### DOCUMENT
+===+

Before we consider this iteration of Sha’uwl’s theology, and try to make sense of this man’s claim to have been killed by Yahowah’s Torah only to have been crucified alongside Yahowsha’, let’s re-examine examine the key words under an etymological microscope. As we discovered a moment ago, nomou and nomo are derived from nemo, the Greek word meaning: "to provide, to assign, and to distribute an inheritance to nourish heirs." Based upon nemo, nomos, nomo, and nomou reflect "an allotment which is bestowed and parceled out for the purpose of feeding God’s hungry sheep." Metaphorically, then, nemo, nomos, and nomou describe "a prescription for living which is given to us by God so that we might thrive with Him as His children, so that we might be fed and grow, inheriting all of the property and possessions that are His to give." In this regard, and properly defined, nomos, nomo, and nomou actually provide a fitting depiction of Yahowah’s "Towrah – teaching, guidance, direction, and instruction" on the benefits of choosing to engage in His Covenant Family.

In that the world is part of our inheritance from God, and because it nourishes us, nomos was used to depict "the natural systems which undergird the universe" and to convey the "order assigned to nourish and support life." These concepts are also consistent with the Towrah and its Covenant

Digging ever deeper, but not going in the right direction, Greek Sophists, known as philosophers (men of rhetoric), often wrote of the nomos being "a collection of false opinions formed by the majority." By this definition, the Oral Law of the Rabbis and Church Canon Law are examples. The Greek Stoics (who held that men should be free from passion, unmoved by grief or joy, and submissive to natural systems) saw the nomos as "universal truth," something they, themselves, knew very little about.

Also germane to this discussion, while Rabbis were skilled in Hebrew and Aramaic, to the extent that they communicated in Greek, they associated nomos with their Talmud, or Jewish Law. Sha’uwl, as a Rabbinical student, appears to have seized upon this misappropriation of the term in his attack on Yahowah’s Towrah. Likewise, religious Christian scribes, immersed in and corrupted by Pauline Doctrine, advanced the myth, leaving us with a nearly universal rendering of nomos as "law" in virtually every English bible translation. And the intended implication is then to apply this derogatory mischaracterization to the Towrah, even though there is no actual association between law and Torah.

+===+

(Shape outline entries)

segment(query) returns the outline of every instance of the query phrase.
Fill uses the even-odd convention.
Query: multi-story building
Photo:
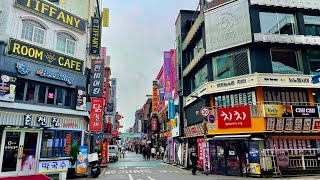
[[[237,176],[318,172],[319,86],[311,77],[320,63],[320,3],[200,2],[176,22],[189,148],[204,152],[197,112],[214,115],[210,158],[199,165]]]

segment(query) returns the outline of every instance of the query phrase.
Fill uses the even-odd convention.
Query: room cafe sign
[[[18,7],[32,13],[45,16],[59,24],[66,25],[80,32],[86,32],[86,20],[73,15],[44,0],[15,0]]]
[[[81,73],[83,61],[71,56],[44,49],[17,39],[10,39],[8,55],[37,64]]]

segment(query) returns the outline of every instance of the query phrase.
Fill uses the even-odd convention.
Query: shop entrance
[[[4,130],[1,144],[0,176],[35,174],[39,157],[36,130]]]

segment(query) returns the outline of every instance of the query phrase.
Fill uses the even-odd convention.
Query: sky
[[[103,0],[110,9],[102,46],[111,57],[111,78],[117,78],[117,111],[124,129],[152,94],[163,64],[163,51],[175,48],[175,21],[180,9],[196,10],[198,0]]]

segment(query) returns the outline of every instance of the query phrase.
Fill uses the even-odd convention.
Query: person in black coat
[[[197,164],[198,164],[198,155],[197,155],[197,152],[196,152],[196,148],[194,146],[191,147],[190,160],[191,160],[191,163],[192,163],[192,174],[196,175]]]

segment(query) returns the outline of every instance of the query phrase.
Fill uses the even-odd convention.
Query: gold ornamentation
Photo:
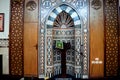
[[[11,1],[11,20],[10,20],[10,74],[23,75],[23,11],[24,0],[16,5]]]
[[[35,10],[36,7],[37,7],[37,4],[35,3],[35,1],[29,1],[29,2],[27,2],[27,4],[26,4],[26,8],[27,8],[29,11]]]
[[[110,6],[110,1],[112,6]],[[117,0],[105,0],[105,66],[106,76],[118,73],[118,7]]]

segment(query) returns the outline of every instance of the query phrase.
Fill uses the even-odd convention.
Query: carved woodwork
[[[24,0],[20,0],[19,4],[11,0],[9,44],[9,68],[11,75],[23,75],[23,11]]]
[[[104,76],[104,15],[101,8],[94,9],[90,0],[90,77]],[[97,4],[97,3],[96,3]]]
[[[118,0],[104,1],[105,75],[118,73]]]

+===+

### SET EXERCISE A
According to the passage on the Greek word nomos, how did the Greek Stoics see the nomos?
### SET EXERCISE B
Carry on the passage on the Greek word nomos from where it stops.
The records are separate material and are not connected to the passage on the Greek word nomos.

### REPLY A
They saw it as "universal truth."

### REPLY B
So, while there was once at a time long past a dichotomy of opinion regarding the meaning of nomos, that is no longer the case today. The word which originally spoke of how the nurturing nature of Yahowah’s Word enabled us to become heirs to the Covenant has become a disparaging and dishonest portrayal of the most important document ever written.

As a result, lexicons, which are universally the products of religious publishers, say that nomos describes societal laws in general and the Torah specifically. And yet jettisoned of this religious baggage, most Greek dictionaries simply say that in addition to representing "an inheritance or allocation of something which is nourishing," nomos addresses "the rules related to civil rights and human conduct within a system of justice."

As we discussed previously, Strong’s initially and accurately conveys that nomos is derived from nemo, which it says spoke of "parceling something out, and especially providing food to grazing animals" – which would have been sheep in the day, but they get many things wrong from that point on. And in concert with the primary revelation, The Complete Word Study Dictionary reveals that "nomos and nomou are from nemo, meaning: to divide among, to parcel out, to allot, to use and possess." As we have learned, they then point to aponemo, the variation of the word used in 1 Shim’own / Peter 3:7 to convey "heir," for a more complete understanding. The apo prefix of aponemo means "from," and addresses the ideas "of going forth, proceeding from one object to another, and of separation in the sense of being set apart from an entity that it was originally part."

This known, the definition then of aponemo is: "to give, to attribute, to allot, to apportion, to assign, and to bestow, distributing an inheritance to an heir." It is related to "kleronomos – to hold, and to have it in one’s power to distribute an inheritance to an heir," with klero denoting "an allotment which is divided." This form of nemo is found in Mattanyah and Ya’aqob to suggest that Yahowsha’ is the heir of all things. Nemo is also akin to dianemo, which is used in Acts to "denote divulging the means to disperse something over a wide area, spreading it throughout the world and throughout time." And in this case, the prefix dia simply means "through."

While Strong’s, unwilling to consider its own etymological research, or even Paul’s own translation of towrah using nomos in Galatians 3:10, defines nomos as "anything established, anything received by usage, a custom, a law, a command; representing any law whatsoever," it was not until their tenth definitional clause that they associated nomos with "the Mosaic law." The "Torah" was not mentioned by Strong’s. It is one of many reasons that a single lexicon is wholly insufficient. To cut through the clutter of religion, a diligent individual on a quest for the truth has to thoughtfully consider many resources, consistently going over the same material in recognition that repetition and understanding serve as the catalysts which enable retention.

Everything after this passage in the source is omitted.